REQUIRED WORK: What you should output is the data below, unchanged in every character.

RECORD EXTRACTS:
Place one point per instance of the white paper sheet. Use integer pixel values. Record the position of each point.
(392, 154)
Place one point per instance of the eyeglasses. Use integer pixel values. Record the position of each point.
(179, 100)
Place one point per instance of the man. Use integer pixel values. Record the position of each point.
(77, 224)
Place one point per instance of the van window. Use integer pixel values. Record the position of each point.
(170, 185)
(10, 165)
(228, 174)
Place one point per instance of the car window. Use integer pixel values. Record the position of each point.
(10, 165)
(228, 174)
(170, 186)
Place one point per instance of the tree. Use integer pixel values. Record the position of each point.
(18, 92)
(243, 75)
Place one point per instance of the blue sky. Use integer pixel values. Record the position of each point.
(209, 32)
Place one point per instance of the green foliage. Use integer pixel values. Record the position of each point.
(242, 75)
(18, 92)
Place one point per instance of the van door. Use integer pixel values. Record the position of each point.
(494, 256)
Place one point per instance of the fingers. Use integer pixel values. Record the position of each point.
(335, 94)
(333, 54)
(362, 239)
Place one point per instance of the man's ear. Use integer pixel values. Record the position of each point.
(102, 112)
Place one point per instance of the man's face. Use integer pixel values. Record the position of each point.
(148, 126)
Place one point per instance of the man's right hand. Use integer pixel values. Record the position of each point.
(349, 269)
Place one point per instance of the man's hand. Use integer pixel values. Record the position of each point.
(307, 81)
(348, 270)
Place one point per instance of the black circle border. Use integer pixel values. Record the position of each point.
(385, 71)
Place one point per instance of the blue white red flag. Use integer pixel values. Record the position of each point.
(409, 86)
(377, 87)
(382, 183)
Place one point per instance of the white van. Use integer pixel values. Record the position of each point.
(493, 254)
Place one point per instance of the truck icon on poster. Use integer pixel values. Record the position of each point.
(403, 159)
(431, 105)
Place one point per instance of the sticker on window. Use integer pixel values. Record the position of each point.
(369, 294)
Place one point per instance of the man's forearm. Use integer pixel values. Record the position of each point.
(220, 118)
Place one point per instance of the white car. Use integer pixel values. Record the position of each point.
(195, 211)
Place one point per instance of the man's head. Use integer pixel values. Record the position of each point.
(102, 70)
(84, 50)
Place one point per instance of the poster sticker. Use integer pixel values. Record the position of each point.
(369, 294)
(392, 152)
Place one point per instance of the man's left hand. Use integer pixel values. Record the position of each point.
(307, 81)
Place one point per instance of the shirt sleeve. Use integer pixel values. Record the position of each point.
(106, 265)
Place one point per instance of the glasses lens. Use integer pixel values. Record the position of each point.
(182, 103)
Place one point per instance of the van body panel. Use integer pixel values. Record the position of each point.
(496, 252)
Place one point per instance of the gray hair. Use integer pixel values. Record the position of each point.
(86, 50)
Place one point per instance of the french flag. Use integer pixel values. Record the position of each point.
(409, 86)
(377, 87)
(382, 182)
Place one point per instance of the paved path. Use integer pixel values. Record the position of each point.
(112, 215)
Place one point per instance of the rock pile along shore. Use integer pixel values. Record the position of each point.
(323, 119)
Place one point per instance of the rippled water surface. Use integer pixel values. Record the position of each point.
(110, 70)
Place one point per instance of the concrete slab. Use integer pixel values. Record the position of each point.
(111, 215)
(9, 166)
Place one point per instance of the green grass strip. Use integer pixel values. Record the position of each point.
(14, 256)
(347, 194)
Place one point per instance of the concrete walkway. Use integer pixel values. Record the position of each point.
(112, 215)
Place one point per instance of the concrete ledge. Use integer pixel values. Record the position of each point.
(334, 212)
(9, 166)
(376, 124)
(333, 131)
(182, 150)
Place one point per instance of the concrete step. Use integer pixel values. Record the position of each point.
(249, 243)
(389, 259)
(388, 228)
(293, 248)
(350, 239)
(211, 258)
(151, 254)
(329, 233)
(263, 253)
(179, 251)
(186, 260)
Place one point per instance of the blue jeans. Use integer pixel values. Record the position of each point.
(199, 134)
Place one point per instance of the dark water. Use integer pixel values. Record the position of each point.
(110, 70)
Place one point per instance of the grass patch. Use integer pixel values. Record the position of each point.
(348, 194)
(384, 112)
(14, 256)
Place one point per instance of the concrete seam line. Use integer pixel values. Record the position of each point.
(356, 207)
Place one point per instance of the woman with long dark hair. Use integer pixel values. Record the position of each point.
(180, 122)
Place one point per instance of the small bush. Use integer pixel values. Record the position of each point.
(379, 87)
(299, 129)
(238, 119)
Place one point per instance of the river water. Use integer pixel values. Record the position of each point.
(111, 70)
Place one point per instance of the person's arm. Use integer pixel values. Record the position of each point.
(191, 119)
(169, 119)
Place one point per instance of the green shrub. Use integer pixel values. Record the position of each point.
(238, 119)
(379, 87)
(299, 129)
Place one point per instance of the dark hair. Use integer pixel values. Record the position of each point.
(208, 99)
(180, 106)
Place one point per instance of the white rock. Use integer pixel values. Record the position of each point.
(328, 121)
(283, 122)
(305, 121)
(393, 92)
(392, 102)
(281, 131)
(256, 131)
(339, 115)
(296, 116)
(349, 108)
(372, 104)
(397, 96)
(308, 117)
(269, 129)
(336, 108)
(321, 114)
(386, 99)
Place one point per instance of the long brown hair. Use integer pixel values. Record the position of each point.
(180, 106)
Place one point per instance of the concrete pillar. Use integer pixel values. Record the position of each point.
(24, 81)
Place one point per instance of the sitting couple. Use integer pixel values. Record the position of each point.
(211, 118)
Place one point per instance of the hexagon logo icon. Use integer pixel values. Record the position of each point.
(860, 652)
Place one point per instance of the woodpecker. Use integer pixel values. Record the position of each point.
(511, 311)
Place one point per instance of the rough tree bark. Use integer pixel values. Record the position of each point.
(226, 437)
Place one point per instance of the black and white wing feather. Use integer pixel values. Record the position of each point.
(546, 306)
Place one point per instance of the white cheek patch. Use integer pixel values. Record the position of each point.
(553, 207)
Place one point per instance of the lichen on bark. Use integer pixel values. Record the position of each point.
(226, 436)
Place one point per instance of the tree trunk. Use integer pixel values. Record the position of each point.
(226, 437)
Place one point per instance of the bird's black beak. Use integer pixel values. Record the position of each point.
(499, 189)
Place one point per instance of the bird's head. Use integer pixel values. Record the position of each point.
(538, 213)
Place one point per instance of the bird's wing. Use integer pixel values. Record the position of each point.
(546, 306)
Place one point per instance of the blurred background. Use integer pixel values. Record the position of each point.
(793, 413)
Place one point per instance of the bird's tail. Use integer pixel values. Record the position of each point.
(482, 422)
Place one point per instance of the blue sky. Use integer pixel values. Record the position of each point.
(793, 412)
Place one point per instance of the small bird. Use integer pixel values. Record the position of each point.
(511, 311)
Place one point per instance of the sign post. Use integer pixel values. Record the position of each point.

EXPECTED ANSWER:
Place one point per instance of the white paper sheet. Use integer pixel values. Record the position of each point.
(392, 154)
Place one point per instance of the eyeglasses. Use integer pixel values. Record the position of each point.
(179, 100)
Place one point per instance of the man. Use integer pixel values. Record the position of each point.
(77, 224)
Place one point per instance of the van window. Use integer pixel values. Record the position of each point.
(170, 185)
(10, 165)
(228, 174)
Place one point per instance of the car window. Use integer pixel values. Record the position of each point.
(10, 165)
(228, 174)
(170, 186)
Place one point per instance of the tree. Use integer pixel values. Record the position of each point.
(18, 92)
(243, 75)
Place one point per instance of the blue sky. Use integer pixel values. Record the position of each point.
(209, 32)
Place one point per instance of the green foliage. Use integer pixel values. Record the position of each point.
(242, 75)
(18, 92)
Place one point per instance of the van door. Use integer pixel values. Record the position of each point.
(494, 256)
Place one point per instance of the fingers. Use integer pixel values. Record the position of each point.
(335, 94)
(333, 54)
(362, 239)
Place one point per instance of the man's ear. Use integer pixel values. Record the position of each point.
(102, 112)
Place one point per instance of the man's face. Use integer pixel values. Record the position of each point.
(148, 126)
Place one point per instance of the man's right hand. Use integer pixel values. Record the position of each point.
(349, 269)
Place one point per instance of the man's hand. Use integer pixel values. Record the position of each point.
(307, 81)
(348, 270)
Place one point per instance of the black circle border. Use integer pixel values. Record the position of each point.
(385, 71)
Place one point per instance of the blue white red flag. Use integer pixel values. Record the position of each point.
(409, 86)
(377, 87)
(382, 183)
Place one point per instance of the white van. Use integer pixel values. Record the position of each point.
(493, 254)
Place one point per instance of the truck icon on poster. Use integer pixel values. Record the position of each point.
(403, 159)
(431, 105)
Place one point per instance of the sticker on window. Use integer pixel values. Record the position of each point.
(369, 294)
Place one point per instance of the man's forearm. Use integer pixel values. Record the position of each point.
(220, 118)
Place one point per instance of the white car. Use integer pixel values. Record the position of each point.
(195, 211)
Place one point per instance of the man's head. Use integer pixel values. Record the position of each point.
(102, 70)
(84, 50)
Place one point per instance of the poster sticker. Use integer pixel values. Record the position of each point.
(369, 294)
(392, 152)
Place one point per instance of the man's left hand. Use integer pixel values. Record the position of each point.
(307, 81)
Place one point per instance of the shirt sleeve. Use integer pixel values. Record the position of each point.
(106, 265)
Place one point per instance of the glasses lens. Use integer pixel values. Record the position of each point.
(182, 103)
Place one point per instance of the van body panel. Use integer pixel values. Record the position of each point.
(496, 252)
Place one point per instance of the gray hair. Use integer pixel values. Record the position of each point.
(86, 50)
Place one point per instance of the french flag. Use integer pixel values. Record the position of each point.
(409, 86)
(377, 87)
(382, 182)
Place one point per instance of the paved path. Use integer pixel values. Record the position of each point.
(112, 215)
Place one point per instance of the rock pile along shore. Use integer pixel values. Record the position of each point.
(323, 119)
Place one point per instance of the rippled water surface. Use integer pixel values. Record the position of each point.
(110, 70)
Place one point per instance of the concrete slab. Use integer pixel values. Record the position of each point.
(111, 215)
(9, 166)
Place one point per instance of the green grass strip. Use integer pixel values. Record the position of each point.
(14, 256)
(347, 194)
Place one point per instance of the concrete walkway. Use integer pixel values. Record the position of each point.
(112, 215)
Place one point per instance of the concrete ledge. Use integer pixel values. Record the position of each point.
(334, 212)
(9, 166)
(376, 124)
(333, 131)
(182, 150)
Place one point per instance of the concrete step. Use integer pixel values. Record the position of each point.
(249, 243)
(389, 259)
(388, 228)
(293, 248)
(350, 239)
(211, 258)
(151, 254)
(329, 233)
(263, 253)
(179, 251)
(186, 260)
Place one point per instance of the blue jeans. Use integer pixel values. Record the position of each point.
(199, 134)
Place one point per instance of the dark water. Use integer pixel values. Record the position of each point.
(110, 70)
Place one point per instance of the grass patch. Use integer pixel values. Record the position of each point.
(348, 194)
(384, 112)
(14, 256)
Place one point per instance of the concrete seam line. Use integer pixel values. Record the position of each point.
(356, 207)
Place one point per instance of the woman with long dark hair. Use integer pixel values. Record the position of each point.
(180, 122)
Place one point per instance of the small bush. Use integer pixel values. Record the position of each point.
(379, 87)
(299, 129)
(238, 119)
Place one point per instance of the river water. Use integer pixel values. Record the position of each point.
(111, 70)
Place one point per instance of the person's arm. Use integer pixel values. Record the position of each point.
(191, 119)
(169, 119)
Place one point per instance of the green shrub. Use integer pixel values. Record the position of each point.
(238, 119)
(379, 87)
(299, 129)
Place one point per instance of the dark hair. Use integer pixel values. Record the position of each point.
(208, 99)
(180, 106)
Place one point per instance of the white rock. Use integer pixel values. Record the position of each point.
(328, 121)
(283, 122)
(305, 121)
(393, 92)
(392, 102)
(281, 131)
(256, 131)
(339, 115)
(296, 116)
(349, 108)
(372, 104)
(397, 96)
(308, 117)
(269, 129)
(336, 108)
(321, 114)
(386, 99)
Place one point per instance of the long brown hair. Use integer pixel values. Record the position of each point.
(180, 106)
Place one point per instance of the concrete pillar. Use integer pixel values. Record the position of each point.
(24, 81)
Place one point per instance of the sitting couple. Use integer pixel values. Record the position of each point.
(211, 118)
Place one point per instance of the hexagon logo icon. Use integer pixel values. Record the position of each point.
(860, 652)
Place one point per instance of the woodpecker. Use integer pixel values. Record the position of each point.
(511, 311)
Place one point per instance of the rough tree bark. Use integer pixel values. Record the position of each point.
(226, 437)
Place one point per instance of the black and white wing feather. Use integer pixel values. Record the position of each point.
(546, 306)
Place one point per instance of the white cheek patch. Use integer pixel values. Record the position of each point.
(553, 207)
Place one point per instance of the lichen on bark. Use integer pixel values. Record the position of each point.
(226, 436)
Place one point per instance of the tree trunk. Use integer pixel values. Record the position of each point.
(226, 437)
Place one point per instance of the bird's black beak. Use integer pixel values. Record the position of each point.
(499, 189)
Place one point per instance of the bird's head. Use integer pixel values. Record the position of each point.
(538, 213)
Place one point per instance of the bird's wing. Use integer pixel values. Record the position of each point.
(546, 306)
Place one point per instance of the blurred background. Use integer pixel values. Record the position of each point.
(793, 413)
Place one point per instance of the bird's tail. Use integer pixel values. Record the position of each point.
(482, 422)
Place one point per instance of the blue sky. Use integer pixel values. Record the position of each point.
(793, 412)
Place one point per instance of the small bird. Use integer pixel values. Record the position of each point.
(511, 311)
Place one point per instance of the sign post. Use integer pixel values. Record the position of each point.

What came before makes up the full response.